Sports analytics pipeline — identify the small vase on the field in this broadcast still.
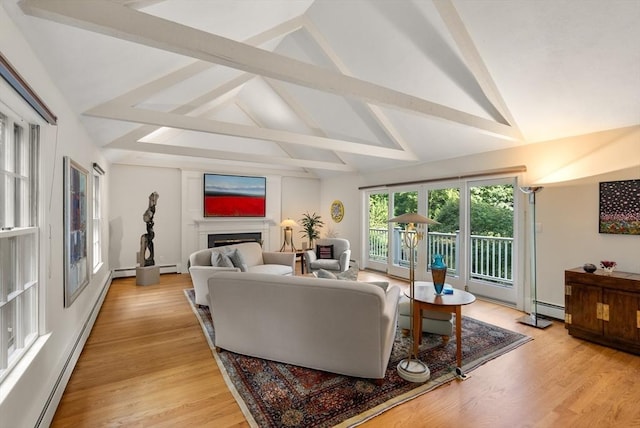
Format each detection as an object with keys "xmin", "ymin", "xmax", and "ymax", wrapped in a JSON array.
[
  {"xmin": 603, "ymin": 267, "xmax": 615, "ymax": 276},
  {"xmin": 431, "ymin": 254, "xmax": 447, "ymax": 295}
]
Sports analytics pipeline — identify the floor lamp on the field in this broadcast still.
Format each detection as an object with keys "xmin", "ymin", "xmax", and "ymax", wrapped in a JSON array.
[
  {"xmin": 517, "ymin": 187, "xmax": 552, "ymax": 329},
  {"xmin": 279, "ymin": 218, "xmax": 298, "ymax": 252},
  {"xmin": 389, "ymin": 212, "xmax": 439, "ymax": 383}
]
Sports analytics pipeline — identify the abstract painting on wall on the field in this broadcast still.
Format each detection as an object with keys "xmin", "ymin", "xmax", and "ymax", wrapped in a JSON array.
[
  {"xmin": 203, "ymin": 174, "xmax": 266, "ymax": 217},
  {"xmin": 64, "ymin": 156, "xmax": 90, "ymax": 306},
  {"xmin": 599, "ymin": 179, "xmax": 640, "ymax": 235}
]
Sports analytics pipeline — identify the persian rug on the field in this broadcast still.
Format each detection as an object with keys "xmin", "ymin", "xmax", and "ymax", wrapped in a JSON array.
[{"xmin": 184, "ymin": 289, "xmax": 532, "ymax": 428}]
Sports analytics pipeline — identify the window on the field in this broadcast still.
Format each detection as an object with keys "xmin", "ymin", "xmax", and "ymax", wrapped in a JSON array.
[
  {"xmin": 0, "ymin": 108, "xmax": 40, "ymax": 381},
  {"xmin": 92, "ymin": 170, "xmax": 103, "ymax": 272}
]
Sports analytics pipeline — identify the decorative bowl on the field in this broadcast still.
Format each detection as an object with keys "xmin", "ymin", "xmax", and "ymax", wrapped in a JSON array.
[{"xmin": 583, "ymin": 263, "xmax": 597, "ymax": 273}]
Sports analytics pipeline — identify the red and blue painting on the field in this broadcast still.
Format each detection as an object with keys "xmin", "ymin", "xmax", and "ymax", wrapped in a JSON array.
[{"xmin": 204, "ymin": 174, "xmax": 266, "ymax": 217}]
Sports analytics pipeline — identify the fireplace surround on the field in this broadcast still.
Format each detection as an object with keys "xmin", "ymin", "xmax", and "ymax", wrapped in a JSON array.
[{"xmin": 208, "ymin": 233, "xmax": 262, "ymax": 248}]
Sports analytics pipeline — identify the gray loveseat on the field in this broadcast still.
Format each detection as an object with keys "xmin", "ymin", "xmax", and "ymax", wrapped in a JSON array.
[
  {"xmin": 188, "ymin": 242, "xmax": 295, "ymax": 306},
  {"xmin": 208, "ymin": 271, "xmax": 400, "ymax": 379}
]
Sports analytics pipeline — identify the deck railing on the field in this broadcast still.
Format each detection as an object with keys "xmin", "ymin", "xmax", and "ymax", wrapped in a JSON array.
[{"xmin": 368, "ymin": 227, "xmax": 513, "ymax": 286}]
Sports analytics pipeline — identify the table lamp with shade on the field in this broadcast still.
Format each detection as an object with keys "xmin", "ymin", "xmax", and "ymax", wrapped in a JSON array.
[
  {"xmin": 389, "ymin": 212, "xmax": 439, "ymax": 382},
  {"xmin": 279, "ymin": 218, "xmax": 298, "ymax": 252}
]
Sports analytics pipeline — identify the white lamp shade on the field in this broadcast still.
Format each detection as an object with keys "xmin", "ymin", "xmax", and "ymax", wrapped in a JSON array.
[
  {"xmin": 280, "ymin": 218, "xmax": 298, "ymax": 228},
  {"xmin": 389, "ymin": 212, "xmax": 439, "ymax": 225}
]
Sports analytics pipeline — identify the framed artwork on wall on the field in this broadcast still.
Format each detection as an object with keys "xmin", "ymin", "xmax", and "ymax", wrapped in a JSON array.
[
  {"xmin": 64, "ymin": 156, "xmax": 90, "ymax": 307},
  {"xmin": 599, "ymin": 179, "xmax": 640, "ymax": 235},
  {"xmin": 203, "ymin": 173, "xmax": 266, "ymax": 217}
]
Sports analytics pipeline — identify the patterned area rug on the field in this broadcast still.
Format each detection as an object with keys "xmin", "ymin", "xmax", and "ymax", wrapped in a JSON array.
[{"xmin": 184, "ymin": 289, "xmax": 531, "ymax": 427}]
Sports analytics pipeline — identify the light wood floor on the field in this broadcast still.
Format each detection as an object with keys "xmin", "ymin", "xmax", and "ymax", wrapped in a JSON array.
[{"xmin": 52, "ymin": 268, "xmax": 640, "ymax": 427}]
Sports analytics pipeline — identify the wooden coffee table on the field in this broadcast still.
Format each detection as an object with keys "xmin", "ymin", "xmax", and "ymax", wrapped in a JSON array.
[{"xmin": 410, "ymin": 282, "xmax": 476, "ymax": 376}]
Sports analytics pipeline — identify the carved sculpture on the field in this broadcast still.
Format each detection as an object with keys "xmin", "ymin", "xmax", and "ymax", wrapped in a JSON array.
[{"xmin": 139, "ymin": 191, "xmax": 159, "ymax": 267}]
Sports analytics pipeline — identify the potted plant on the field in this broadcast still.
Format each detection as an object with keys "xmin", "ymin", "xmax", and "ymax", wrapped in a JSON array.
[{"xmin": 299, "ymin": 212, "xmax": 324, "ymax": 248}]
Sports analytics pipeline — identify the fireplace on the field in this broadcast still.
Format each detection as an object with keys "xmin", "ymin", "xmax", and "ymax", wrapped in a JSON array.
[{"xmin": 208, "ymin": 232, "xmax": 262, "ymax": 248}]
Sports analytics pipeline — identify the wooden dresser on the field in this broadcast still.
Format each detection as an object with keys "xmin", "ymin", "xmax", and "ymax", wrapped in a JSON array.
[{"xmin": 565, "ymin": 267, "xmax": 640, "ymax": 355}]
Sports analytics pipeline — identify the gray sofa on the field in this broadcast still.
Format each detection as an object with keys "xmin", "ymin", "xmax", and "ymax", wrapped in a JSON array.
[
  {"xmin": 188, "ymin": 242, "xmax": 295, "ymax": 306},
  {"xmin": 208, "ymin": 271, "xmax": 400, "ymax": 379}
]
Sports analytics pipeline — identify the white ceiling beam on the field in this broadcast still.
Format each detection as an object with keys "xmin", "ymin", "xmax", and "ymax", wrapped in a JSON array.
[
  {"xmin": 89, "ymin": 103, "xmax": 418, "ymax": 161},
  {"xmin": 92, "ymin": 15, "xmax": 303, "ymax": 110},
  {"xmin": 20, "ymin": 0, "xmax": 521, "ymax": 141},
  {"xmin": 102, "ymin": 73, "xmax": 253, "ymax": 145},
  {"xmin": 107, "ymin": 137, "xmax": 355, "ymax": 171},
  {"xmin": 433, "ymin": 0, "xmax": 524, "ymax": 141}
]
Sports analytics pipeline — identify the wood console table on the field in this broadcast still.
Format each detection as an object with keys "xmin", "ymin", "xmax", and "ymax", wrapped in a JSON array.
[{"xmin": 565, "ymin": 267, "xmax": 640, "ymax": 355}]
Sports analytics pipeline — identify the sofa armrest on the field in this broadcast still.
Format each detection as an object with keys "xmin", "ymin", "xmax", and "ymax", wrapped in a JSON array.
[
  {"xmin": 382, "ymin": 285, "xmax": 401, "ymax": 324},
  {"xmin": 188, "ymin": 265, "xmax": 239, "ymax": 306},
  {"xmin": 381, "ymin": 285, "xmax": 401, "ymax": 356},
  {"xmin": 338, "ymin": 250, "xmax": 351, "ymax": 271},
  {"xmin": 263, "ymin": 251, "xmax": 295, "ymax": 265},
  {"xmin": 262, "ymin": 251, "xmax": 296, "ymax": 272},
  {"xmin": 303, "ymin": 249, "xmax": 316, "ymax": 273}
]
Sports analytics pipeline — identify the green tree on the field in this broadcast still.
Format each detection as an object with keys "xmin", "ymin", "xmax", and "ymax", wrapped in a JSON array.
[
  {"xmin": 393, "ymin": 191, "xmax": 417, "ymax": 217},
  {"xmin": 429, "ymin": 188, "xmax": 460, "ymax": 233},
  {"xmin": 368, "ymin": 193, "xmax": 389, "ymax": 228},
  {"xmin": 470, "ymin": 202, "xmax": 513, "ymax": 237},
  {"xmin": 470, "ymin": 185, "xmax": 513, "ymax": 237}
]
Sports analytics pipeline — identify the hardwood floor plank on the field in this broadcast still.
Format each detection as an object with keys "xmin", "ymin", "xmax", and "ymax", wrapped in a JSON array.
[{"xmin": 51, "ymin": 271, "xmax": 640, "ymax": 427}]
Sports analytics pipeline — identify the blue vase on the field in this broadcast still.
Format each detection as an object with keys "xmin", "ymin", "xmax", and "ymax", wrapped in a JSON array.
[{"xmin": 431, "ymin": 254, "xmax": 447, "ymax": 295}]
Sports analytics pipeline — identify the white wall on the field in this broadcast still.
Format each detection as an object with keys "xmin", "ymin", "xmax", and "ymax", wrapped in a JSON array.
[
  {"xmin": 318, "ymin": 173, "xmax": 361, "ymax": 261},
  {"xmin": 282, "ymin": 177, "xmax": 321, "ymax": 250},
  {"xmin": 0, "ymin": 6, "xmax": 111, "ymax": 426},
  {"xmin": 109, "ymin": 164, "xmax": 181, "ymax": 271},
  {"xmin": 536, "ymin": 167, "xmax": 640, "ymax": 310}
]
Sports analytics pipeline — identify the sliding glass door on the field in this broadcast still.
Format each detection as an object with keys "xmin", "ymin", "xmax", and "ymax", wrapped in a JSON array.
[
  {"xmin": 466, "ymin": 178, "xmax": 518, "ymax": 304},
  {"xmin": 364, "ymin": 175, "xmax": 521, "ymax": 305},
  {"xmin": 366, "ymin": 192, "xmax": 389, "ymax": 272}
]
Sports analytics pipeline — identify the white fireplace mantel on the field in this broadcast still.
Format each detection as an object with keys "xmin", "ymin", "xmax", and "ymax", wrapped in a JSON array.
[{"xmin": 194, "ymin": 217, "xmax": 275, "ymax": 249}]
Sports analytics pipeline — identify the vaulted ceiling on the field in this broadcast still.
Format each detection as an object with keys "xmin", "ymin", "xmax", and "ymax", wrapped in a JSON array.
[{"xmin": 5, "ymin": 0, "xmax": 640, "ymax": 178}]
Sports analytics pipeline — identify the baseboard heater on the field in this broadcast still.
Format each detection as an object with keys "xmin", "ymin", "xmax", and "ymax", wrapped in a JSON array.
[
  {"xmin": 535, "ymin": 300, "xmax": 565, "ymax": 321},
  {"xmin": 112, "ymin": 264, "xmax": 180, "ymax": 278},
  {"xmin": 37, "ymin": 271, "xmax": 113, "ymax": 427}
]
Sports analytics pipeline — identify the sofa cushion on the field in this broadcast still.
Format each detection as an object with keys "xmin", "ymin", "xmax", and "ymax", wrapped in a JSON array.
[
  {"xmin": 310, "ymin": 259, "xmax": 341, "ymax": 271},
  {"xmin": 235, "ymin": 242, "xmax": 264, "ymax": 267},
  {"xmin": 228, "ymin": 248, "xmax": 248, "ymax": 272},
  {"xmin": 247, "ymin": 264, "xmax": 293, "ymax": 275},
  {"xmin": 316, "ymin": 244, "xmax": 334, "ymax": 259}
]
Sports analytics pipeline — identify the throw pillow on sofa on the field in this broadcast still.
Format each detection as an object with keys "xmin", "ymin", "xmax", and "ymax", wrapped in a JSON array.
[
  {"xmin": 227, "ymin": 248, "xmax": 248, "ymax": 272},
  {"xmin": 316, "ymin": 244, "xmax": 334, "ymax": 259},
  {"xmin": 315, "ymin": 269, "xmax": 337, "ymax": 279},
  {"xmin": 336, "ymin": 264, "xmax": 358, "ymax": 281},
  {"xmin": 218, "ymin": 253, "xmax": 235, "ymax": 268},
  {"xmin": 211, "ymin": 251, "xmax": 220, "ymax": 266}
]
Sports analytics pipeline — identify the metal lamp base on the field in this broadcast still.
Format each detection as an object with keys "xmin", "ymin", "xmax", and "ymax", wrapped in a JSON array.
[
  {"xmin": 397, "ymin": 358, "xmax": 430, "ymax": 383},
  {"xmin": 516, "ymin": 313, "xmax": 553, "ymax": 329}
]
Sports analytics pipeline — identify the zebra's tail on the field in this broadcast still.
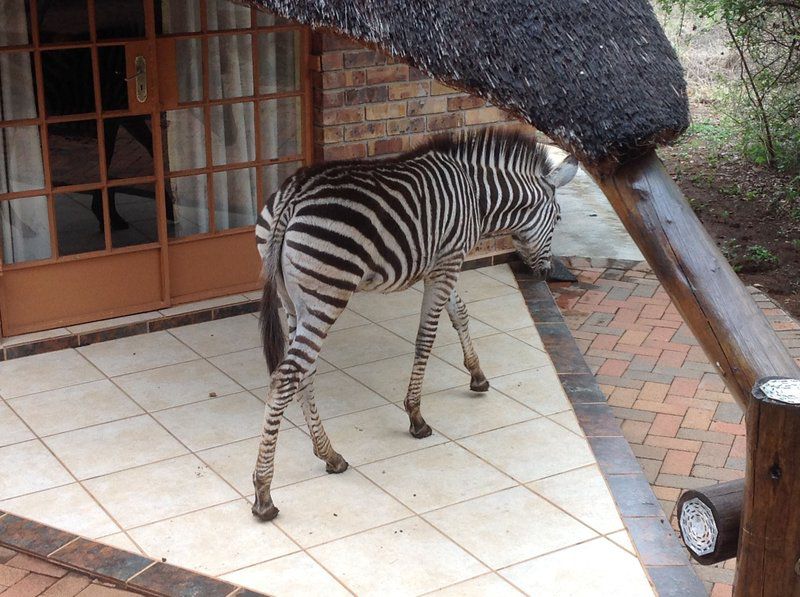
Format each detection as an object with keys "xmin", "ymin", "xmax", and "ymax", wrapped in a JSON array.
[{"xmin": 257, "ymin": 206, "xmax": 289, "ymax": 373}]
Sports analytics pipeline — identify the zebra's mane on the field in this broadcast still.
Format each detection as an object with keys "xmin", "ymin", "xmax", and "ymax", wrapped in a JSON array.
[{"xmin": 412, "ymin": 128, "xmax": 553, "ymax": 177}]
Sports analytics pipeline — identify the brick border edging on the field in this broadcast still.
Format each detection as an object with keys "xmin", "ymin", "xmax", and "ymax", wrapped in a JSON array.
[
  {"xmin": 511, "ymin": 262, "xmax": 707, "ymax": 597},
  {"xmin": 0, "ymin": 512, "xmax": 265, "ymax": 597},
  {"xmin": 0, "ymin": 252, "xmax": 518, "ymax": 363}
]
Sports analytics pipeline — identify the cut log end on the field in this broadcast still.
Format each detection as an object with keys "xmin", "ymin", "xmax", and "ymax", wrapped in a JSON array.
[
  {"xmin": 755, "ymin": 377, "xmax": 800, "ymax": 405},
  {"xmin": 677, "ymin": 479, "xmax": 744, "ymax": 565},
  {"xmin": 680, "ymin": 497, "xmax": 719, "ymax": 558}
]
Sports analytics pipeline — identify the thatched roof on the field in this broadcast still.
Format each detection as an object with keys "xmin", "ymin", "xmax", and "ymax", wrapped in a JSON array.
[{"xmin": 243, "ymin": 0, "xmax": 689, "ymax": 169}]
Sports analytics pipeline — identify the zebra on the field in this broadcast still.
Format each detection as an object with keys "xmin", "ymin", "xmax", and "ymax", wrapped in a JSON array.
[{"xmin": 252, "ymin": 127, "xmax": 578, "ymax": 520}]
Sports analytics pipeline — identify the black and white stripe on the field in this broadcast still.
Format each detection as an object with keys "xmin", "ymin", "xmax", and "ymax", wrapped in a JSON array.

### TASK DIRECTIONS
What is needed is an exact copy of each line from the top of the data above through the line containing "Sports analytics pipeline — identify the floor", with no pictures.

### ANSWER TO THIS EXERCISE
Sports analytics pipeline — identify the small vase on the field in this broadcast still.
Format each detection as an object with keys "xmin", "ymin", "xmax", and "ymax", wrapped in a JSON array.
[
  {"xmin": 603, "ymin": 267, "xmax": 615, "ymax": 276},
  {"xmin": 431, "ymin": 254, "xmax": 447, "ymax": 295}
]
Sports analytics pipeline — identify the floor lamp on the field in this broadcast still.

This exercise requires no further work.